**TASK TO CARRY OUT**
Copy the records from the line with "Reviewer note: confirm that every instance of the overcast" through the end of the records, changing "city skyline" to "downtown skyline" and keeping everything else the same.
— Start RAW DATA —
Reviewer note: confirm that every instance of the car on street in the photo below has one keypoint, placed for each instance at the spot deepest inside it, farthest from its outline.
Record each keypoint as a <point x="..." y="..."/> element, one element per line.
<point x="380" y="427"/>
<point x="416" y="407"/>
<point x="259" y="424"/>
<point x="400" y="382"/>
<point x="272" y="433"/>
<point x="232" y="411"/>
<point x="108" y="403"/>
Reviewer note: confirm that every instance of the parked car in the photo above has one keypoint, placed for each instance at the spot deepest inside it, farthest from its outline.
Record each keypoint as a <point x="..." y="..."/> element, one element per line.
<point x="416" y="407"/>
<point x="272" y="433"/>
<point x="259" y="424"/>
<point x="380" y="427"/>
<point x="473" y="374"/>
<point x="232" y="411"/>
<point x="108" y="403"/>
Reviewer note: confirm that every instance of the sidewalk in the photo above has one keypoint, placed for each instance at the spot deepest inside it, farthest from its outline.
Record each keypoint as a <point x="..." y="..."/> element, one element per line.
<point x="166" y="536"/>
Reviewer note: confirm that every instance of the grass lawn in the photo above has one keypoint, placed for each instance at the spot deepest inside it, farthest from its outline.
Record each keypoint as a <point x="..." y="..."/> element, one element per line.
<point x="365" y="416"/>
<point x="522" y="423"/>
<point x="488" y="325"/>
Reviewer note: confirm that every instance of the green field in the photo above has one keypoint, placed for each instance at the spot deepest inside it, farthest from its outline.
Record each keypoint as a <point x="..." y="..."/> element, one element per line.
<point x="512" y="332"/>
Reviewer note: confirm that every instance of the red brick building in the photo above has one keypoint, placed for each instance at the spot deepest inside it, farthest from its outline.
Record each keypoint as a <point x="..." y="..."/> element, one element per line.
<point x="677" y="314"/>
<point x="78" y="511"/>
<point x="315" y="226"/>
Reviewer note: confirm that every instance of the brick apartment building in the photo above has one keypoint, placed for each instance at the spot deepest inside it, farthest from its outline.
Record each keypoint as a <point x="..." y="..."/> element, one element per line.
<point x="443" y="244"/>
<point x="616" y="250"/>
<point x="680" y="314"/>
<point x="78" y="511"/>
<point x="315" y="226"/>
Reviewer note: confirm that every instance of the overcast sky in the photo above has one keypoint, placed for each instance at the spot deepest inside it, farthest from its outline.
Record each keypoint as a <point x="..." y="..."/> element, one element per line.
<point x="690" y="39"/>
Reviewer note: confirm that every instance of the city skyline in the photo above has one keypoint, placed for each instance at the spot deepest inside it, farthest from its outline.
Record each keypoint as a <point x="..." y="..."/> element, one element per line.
— End RAW DATA —
**THE SOLUTION**
Reviewer note: confirm that every instance of the overcast sky in the photo above has one keypoint, placed for each instance at the spot deepest inside it, farthest from its outline.
Record each keypoint as a <point x="..." y="..."/> element, one element per line.
<point x="690" y="39"/>
Reviewer note: confirm that every instance of the downtown skyline in the photo above has one keypoint, placed for each instance at the spot deepest inside it, farthest from its outline.
Record each keypoint as a <point x="..." y="..."/> element, one element per line.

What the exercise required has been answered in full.